## Entries for pointing and labeling
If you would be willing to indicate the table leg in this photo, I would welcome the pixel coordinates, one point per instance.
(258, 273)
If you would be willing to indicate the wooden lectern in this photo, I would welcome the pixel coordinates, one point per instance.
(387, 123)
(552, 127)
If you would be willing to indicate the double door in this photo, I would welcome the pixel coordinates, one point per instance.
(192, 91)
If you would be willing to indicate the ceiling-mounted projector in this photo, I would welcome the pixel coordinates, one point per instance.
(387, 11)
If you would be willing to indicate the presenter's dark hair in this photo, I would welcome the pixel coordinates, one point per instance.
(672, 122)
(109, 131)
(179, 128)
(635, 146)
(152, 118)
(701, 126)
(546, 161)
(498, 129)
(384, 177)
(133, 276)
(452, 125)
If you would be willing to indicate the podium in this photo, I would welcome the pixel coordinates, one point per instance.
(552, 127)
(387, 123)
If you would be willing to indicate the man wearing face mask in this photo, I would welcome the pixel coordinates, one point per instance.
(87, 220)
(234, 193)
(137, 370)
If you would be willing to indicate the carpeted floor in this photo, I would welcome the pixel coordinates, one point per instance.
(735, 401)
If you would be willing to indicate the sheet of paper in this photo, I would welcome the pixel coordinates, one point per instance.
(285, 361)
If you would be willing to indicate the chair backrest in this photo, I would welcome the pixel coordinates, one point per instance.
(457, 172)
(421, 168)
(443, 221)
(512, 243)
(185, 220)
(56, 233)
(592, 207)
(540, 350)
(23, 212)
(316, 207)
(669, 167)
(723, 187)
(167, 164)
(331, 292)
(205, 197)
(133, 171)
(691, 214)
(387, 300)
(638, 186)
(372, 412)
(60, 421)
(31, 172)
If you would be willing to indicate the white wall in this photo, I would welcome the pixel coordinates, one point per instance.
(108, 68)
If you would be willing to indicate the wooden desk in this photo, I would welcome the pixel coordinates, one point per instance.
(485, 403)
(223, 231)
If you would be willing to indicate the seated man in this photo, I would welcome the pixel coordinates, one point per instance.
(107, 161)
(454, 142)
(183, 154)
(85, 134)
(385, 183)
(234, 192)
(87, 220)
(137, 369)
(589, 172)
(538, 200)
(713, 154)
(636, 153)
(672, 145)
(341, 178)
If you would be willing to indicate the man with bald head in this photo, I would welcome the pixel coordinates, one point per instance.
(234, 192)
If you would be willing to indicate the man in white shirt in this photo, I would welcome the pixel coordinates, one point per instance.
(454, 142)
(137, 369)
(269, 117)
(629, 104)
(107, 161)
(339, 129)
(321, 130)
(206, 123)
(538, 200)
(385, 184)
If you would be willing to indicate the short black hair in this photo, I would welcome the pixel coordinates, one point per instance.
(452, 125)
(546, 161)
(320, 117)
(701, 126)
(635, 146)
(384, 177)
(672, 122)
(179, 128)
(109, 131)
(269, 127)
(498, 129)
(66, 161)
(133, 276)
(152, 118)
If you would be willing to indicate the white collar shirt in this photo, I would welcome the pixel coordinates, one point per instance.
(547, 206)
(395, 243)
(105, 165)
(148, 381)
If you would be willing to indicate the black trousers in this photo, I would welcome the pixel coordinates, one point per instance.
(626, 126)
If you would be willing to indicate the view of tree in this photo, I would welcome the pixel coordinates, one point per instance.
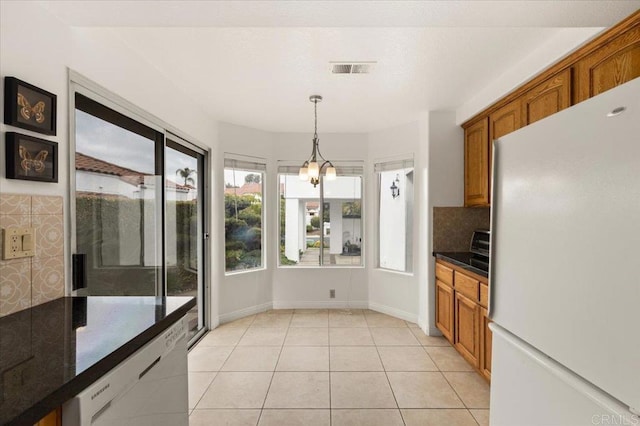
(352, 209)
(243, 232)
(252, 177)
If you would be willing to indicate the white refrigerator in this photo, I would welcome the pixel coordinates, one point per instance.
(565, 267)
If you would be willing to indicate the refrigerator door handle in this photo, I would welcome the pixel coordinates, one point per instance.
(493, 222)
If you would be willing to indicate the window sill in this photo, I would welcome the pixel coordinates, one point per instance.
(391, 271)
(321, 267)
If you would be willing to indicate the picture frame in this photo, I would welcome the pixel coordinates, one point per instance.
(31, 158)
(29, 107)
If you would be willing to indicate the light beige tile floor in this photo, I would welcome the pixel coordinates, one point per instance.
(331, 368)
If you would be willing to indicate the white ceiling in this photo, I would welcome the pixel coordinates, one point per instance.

## OBJECTIVE
Could you render this whole listing as a Markdown table with the columns Row and Listing line, giving each line a row number and skipping blank lines? Leave the pictures out of your answer.

## ANSWER IN FULL
| Row | Listing line |
|---|---|
| 1 | If you would be willing to indicate the table leg in this photo, I would welcome the pixel coordinates, one point per instance. |
| 2 | (258, 273) |
| 3 | If you would be willing to indicate the wooden lectern in this photo, I would welcome the pixel coordinates, one point per instance. |
| 4 | (387, 123) |
| 5 | (552, 127) |
| 6 | If you would be willing to indicate the double door in this photo, I would welcome the pixel coordinates, one point per instance. |
| 7 | (192, 91) |
| 8 | If you would be willing to indicate the ceiling-mounted projector in this photo, I would welcome the pixel coordinates, one point per instance. |
| 9 | (387, 11) |
| 10 | If you would be willing to indicate the presenter's dark hair in this photo, I would welcome the pixel coordinates, one point per instance. |
| 11 | (672, 122) |
| 12 | (109, 131) |
| 13 | (179, 128) |
| 14 | (635, 146) |
| 15 | (152, 118) |
| 16 | (701, 126) |
| 17 | (546, 161) |
| 18 | (498, 129) |
| 19 | (384, 177) |
| 20 | (133, 276) |
| 21 | (452, 125) |
| 22 | If you would be willing to indicate the podium in this photo, I would welcome the pixel coordinates, one point per instance. |
| 23 | (552, 127) |
| 24 | (387, 123) |
| 25 | If you would be willing to indicate the man wearing face mask in this photo, I would welcome the pixel coordinates, one point per instance. |
| 26 | (87, 220) |
| 27 | (234, 193) |
| 28 | (137, 370) |
| 29 | If you would be willing to indicate the carpeted floor in this photo, I would welcome the pixel coordinates, one point per instance. |
| 30 | (735, 401) |
| 31 | If you would be willing to indicate the sheet of paper in this photo, I would welcome the pixel coordinates, one point per instance. |
| 32 | (285, 361) |
| 33 | If you would be willing to indicate the chair backrest in this photo, I would welcome the pixel coordinates, one point per instance. |
| 34 | (457, 172) |
| 35 | (421, 168) |
| 36 | (443, 221) |
| 37 | (512, 243) |
| 38 | (185, 220) |
| 39 | (56, 233) |
| 40 | (592, 207) |
| 41 | (540, 350) |
| 42 | (23, 212) |
| 43 | (316, 207) |
| 44 | (669, 167) |
| 45 | (723, 187) |
| 46 | (167, 164) |
| 47 | (331, 292) |
| 48 | (205, 197) |
| 49 | (133, 171) |
| 50 | (691, 214) |
| 51 | (387, 300) |
| 52 | (638, 186) |
| 53 | (372, 412) |
| 54 | (60, 421) |
| 55 | (31, 172) |
| 56 | If you would be willing to indicate the white wall in this photo, I would welcome the pixel coordinates, one point per instance. |
| 57 | (108, 68) |
| 58 | If you would be willing to indicate the wooden desk in this photo, I would welcome the pixel coordinates, one point per instance. |
| 59 | (485, 403) |
| 60 | (223, 231) |
| 61 | If you would be willing to indicate the seated man in this photo, I would welcome the pixel coordinates, one point per instance. |
| 62 | (107, 161) |
| 63 | (454, 142) |
| 64 | (183, 154) |
| 65 | (85, 134) |
| 66 | (385, 183) |
| 67 | (234, 192) |
| 68 | (87, 220) |
| 69 | (137, 369) |
| 70 | (589, 172) |
| 71 | (538, 200) |
| 72 | (713, 154) |
| 73 | (636, 153) |
| 74 | (672, 145) |
| 75 | (341, 178) |
| 76 | If you would be willing to indicate the man with bald head in this photo, I would welcome the pixel coordinates, one point per instance. |
| 77 | (234, 192) |
| 78 | If you would be willing to indicate the man in white shirt in this photo, I would welcome the pixel coordinates, one point per instance. |
| 79 | (454, 142) |
| 80 | (137, 369) |
| 81 | (269, 117) |
| 82 | (629, 104) |
| 83 | (107, 161) |
| 84 | (339, 129) |
| 85 | (321, 130) |
| 86 | (206, 123) |
| 87 | (538, 200) |
| 88 | (385, 184) |
| 89 | If you would be willing to indicate the short black hair in this photo, I would welcome the pixel coordinates, one point per instance. |
| 90 | (452, 125) |
| 91 | (546, 161) |
| 92 | (320, 117) |
| 93 | (701, 126) |
| 94 | (635, 146) |
| 95 | (384, 177) |
| 96 | (672, 122) |
| 97 | (179, 128) |
| 98 | (109, 131) |
| 99 | (269, 127) |
| 100 | (498, 129) |
| 101 | (66, 161) |
| 102 | (133, 276) |
| 103 | (152, 118) |
| 104 | If you would be willing to indicate the white collar shirt in this photo, I would welcome the pixel coordinates, one point per instance. |
| 105 | (547, 206) |
| 106 | (395, 243) |
| 107 | (105, 165) |
| 108 | (148, 381) |
| 109 | If you would be willing to indicate the black trousers in this photo, I would welcome the pixel coordinates, one point per instance. |
| 110 | (626, 126) |
| 111 | If you would be willing to indicate the view of tree in this photo, I would welcome the pixel coordinates, one point per instance. |
| 112 | (352, 209) |
| 113 | (243, 232) |
| 114 | (252, 177) |
| 115 | If you would be willing to indicate the white refrigerator in this photo, I would welcome the pixel coordinates, one point per instance. |
| 116 | (565, 267) |
| 117 | If you would be willing to indicate the refrigerator door handle in this photo, I would welcome the pixel coordinates, one point per instance. |
| 118 | (493, 222) |
| 119 | If you would be willing to indicate the window sill in this photo, I would welcome the pixel coordinates, one point per instance. |
| 120 | (391, 271) |
| 121 | (321, 267) |
| 122 | If you would be willing to indicate the picture frame in this photo, I would welcome the pixel coordinates, one point per instance. |
| 123 | (31, 158) |
| 124 | (29, 107) |
| 125 | If you would be willing to indicate the light beige tile floor in this photo, I would welcome the pixel coordinates, one point per instance. |
| 126 | (331, 368) |
| 127 | If you would be willing to indicate the white ceiling in this photo, I would welcome the pixel coordinates, one point per instance. |